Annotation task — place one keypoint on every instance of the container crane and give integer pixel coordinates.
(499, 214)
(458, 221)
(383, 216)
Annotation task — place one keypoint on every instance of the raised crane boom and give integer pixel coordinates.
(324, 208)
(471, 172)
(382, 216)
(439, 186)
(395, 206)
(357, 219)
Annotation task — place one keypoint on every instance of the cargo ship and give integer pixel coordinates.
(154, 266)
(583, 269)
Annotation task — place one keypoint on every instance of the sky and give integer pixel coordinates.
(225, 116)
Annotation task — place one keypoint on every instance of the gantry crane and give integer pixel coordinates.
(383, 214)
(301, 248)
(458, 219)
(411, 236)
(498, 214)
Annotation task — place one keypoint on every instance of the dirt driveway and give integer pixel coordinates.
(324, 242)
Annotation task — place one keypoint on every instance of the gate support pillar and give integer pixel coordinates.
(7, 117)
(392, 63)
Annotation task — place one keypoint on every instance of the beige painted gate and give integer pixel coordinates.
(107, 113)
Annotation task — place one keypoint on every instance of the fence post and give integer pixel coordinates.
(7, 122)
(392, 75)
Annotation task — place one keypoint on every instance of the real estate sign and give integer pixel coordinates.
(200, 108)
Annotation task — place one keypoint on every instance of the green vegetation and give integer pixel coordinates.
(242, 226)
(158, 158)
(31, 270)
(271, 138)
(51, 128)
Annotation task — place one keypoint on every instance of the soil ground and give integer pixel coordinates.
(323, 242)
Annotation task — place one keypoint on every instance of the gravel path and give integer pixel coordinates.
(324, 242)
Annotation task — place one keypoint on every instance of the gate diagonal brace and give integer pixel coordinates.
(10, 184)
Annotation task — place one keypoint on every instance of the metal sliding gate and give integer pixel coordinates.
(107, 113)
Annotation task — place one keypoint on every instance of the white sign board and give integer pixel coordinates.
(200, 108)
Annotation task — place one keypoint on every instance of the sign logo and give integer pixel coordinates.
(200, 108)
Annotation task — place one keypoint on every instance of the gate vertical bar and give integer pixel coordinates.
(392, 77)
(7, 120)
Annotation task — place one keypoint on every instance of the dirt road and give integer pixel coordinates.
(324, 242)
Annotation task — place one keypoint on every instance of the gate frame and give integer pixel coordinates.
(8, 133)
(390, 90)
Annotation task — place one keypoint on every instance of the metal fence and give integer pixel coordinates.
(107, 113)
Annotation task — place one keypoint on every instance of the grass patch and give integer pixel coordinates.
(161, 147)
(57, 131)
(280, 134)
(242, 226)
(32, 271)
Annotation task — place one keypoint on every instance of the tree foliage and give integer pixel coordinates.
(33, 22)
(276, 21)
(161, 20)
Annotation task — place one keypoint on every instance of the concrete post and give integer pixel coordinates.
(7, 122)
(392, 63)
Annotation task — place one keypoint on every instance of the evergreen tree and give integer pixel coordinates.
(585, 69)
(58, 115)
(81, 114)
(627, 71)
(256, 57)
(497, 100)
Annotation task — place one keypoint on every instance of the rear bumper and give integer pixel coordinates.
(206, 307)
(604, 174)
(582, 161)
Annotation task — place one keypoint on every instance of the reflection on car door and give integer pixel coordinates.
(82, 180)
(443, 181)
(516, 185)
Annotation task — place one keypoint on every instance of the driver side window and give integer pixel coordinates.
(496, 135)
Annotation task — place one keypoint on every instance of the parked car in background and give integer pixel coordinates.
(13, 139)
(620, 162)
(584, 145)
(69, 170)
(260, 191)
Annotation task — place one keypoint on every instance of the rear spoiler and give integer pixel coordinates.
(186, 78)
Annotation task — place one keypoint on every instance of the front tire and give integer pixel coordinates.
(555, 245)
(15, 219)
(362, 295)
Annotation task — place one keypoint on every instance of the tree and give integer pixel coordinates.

********

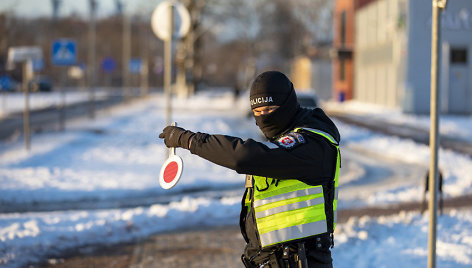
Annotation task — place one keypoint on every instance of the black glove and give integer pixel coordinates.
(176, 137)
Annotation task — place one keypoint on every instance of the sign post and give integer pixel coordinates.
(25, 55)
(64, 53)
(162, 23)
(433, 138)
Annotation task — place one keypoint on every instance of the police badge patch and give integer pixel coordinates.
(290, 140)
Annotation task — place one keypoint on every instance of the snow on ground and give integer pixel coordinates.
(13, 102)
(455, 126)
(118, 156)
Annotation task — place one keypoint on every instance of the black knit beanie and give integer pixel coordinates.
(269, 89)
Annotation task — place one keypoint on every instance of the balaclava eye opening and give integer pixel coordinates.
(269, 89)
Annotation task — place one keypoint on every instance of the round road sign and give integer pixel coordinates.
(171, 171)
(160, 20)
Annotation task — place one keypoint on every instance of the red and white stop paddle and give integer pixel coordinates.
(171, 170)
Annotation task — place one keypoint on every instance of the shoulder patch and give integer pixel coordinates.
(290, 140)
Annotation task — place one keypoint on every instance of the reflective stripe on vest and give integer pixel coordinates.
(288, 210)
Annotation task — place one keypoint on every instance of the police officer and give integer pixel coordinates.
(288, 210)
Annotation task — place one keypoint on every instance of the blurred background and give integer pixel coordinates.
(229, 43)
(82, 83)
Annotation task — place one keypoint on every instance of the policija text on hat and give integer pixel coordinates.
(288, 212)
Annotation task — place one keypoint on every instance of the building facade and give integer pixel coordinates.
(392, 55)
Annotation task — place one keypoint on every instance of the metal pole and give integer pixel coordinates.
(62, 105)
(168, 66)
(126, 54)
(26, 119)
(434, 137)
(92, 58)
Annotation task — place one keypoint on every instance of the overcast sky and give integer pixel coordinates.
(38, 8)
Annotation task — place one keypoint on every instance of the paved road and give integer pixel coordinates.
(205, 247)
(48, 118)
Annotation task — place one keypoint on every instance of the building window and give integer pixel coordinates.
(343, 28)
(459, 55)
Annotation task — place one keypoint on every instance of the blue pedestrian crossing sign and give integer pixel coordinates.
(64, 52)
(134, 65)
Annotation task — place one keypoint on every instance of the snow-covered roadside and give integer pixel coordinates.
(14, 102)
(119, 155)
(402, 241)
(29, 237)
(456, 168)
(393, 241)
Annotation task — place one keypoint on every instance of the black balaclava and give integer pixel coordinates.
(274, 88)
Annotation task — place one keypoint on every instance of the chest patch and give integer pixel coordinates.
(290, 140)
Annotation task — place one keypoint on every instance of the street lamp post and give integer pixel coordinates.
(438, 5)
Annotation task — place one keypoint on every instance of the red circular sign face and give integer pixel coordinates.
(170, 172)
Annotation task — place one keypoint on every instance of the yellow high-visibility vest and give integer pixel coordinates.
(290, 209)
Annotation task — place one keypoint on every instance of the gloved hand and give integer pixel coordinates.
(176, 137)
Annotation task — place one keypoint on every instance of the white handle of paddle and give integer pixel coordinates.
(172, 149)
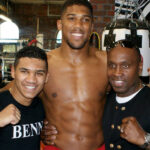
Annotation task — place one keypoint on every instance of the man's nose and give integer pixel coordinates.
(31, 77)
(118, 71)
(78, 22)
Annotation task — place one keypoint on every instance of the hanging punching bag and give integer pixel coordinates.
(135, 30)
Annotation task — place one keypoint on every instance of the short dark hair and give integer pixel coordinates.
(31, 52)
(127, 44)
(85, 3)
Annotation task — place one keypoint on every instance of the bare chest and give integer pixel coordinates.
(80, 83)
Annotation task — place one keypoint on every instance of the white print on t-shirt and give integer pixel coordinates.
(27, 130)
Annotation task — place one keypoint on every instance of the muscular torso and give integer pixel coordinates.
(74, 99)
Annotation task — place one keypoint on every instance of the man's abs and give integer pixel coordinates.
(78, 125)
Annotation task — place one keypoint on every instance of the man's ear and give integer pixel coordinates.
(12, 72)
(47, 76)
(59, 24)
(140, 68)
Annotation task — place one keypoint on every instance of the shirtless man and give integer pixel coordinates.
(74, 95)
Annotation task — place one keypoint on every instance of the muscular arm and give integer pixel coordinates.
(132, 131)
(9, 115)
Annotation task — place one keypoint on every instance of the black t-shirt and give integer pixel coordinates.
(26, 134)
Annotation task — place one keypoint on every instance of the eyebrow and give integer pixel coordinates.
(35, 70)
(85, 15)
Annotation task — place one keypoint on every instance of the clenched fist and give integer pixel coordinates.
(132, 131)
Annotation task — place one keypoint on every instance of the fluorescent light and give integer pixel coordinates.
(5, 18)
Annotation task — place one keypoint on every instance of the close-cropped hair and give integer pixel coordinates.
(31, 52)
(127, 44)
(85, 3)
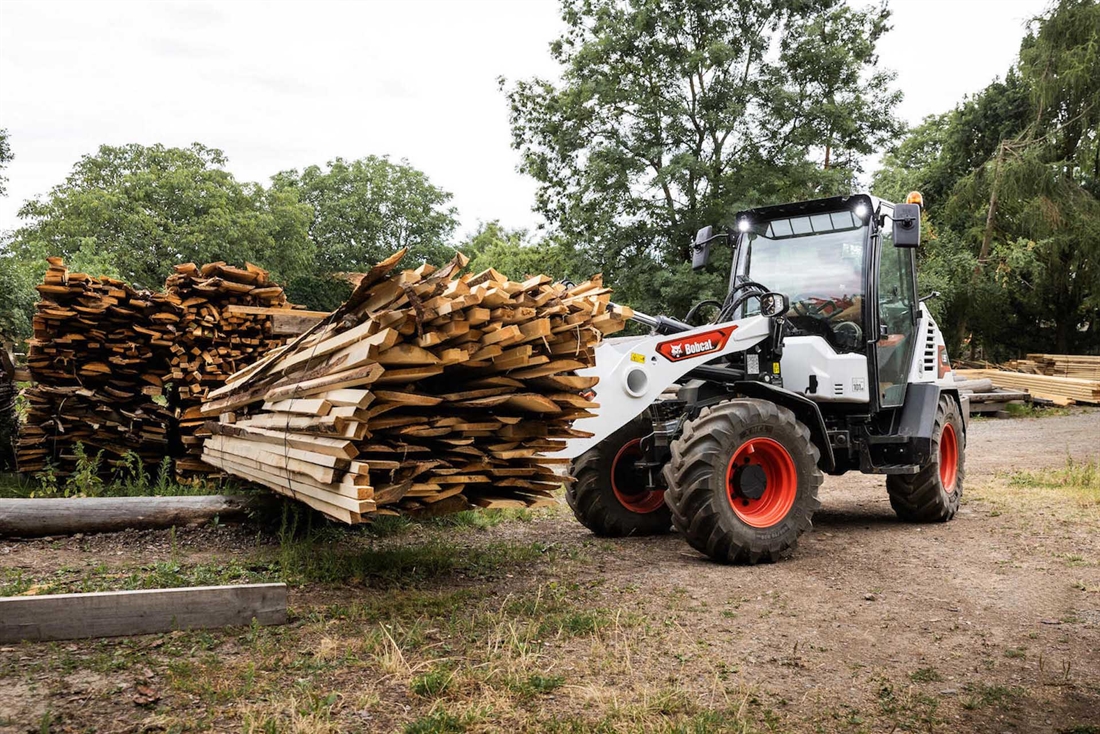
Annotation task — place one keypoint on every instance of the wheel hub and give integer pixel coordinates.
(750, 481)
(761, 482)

********

What needs to be done
Count the lines in the rows above that contain the word "paddle", and give only that number.

Task response
2